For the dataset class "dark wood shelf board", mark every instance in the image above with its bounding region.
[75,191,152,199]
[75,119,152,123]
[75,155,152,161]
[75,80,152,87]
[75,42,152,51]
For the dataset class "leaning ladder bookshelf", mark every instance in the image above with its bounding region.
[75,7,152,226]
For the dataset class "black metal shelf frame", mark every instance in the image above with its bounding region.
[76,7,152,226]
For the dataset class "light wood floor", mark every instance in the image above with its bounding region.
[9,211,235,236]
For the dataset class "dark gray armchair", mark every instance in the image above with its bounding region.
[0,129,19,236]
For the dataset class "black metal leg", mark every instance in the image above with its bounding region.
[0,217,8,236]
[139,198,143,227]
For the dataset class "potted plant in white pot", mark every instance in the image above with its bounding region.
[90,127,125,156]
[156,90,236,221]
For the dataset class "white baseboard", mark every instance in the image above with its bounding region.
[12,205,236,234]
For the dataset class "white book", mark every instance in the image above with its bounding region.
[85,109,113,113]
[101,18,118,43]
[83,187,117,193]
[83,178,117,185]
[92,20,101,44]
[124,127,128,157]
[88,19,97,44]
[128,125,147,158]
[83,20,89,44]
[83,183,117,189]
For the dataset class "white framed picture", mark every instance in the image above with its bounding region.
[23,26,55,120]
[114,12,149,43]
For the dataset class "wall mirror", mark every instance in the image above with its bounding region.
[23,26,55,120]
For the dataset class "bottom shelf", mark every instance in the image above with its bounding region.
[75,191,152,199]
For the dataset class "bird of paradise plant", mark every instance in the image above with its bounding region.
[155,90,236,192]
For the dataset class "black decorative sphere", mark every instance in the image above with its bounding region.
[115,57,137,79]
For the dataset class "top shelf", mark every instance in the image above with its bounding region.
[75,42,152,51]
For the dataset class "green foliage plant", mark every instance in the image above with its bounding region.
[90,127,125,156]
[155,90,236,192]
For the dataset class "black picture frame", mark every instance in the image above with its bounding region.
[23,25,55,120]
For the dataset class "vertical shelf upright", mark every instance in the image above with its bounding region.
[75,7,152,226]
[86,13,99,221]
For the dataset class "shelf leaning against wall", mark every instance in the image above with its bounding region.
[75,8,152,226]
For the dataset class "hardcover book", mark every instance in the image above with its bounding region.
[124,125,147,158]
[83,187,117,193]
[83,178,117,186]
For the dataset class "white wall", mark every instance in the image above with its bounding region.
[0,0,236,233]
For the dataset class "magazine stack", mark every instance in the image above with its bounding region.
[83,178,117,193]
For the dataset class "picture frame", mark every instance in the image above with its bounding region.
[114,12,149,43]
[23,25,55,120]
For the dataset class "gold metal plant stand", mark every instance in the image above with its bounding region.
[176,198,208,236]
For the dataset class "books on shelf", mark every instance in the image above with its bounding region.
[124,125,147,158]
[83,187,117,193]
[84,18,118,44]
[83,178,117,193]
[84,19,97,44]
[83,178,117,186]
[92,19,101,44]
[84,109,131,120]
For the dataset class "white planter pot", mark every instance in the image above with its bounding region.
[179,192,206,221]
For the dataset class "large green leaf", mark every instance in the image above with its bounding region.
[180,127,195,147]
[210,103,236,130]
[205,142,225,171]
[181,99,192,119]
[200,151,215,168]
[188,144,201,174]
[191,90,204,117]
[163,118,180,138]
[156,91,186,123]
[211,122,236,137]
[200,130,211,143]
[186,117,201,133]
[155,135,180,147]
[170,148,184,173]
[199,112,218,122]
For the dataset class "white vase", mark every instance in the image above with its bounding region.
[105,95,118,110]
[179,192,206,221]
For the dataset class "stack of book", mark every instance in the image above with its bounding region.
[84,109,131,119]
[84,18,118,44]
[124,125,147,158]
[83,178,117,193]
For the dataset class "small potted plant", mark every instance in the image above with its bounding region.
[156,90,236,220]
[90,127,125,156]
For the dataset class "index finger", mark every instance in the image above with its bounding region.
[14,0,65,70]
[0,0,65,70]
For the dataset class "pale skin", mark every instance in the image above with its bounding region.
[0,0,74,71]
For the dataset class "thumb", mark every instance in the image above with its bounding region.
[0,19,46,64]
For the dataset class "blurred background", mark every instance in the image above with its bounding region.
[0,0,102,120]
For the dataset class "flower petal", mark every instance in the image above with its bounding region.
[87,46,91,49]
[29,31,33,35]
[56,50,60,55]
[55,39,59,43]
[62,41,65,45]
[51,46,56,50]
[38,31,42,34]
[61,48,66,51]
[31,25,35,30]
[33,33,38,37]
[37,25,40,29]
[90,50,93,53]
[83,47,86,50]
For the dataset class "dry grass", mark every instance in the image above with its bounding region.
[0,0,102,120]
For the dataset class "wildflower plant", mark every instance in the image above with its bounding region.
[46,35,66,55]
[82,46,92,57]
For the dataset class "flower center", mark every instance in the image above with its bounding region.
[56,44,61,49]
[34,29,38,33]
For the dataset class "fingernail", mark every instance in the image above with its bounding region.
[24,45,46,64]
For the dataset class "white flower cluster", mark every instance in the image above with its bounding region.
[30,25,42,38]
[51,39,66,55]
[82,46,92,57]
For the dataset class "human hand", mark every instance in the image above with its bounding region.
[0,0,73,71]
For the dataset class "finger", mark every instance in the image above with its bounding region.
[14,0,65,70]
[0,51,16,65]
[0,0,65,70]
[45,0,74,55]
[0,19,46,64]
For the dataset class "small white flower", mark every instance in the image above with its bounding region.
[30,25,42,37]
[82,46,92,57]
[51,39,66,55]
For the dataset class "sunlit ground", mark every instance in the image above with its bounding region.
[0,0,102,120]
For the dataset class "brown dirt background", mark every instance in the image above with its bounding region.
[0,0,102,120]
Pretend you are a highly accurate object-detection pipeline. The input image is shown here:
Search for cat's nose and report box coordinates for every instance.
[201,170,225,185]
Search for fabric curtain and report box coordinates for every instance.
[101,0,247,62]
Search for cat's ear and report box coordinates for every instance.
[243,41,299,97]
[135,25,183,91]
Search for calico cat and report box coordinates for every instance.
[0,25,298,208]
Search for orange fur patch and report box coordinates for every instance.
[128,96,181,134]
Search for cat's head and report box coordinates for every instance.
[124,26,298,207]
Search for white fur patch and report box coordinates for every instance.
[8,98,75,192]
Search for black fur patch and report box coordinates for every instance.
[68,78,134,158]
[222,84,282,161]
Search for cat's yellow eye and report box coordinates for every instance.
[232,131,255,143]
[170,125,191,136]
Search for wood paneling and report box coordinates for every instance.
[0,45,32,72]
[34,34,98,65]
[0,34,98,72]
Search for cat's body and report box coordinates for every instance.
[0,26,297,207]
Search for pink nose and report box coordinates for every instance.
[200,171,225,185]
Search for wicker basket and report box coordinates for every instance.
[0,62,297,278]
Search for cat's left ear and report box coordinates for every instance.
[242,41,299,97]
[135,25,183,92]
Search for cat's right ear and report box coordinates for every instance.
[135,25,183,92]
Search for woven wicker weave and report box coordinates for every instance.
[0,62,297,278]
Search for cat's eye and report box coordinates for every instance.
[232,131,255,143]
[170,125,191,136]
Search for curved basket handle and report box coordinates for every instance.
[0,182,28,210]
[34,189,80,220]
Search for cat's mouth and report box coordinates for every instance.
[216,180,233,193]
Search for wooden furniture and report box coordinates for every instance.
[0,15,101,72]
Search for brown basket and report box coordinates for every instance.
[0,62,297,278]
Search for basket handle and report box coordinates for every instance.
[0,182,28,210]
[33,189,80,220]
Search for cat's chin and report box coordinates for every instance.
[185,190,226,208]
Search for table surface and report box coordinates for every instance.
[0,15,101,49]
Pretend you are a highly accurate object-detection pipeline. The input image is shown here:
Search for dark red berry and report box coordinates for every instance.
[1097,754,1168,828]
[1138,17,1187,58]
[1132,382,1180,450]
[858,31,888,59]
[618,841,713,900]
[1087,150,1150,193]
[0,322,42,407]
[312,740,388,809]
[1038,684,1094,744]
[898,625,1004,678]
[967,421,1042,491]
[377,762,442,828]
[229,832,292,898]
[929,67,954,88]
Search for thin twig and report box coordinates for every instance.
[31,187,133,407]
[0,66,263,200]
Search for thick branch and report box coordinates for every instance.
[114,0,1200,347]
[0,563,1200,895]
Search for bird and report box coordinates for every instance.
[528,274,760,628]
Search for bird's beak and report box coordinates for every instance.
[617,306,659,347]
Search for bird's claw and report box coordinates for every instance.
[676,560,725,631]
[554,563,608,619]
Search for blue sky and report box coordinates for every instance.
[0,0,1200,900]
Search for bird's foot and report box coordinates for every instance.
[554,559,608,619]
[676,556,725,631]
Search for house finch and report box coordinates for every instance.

Written instruction => Display each line of the data above that contains the string "small". Treat uppercase and lowercase letters as distinct.

The solution =>
For the dataset class "small potted plant", mark every instance in the image above with its bounding region.
For the dataset class "small white flower", mark every instance in the image above with its bounding region.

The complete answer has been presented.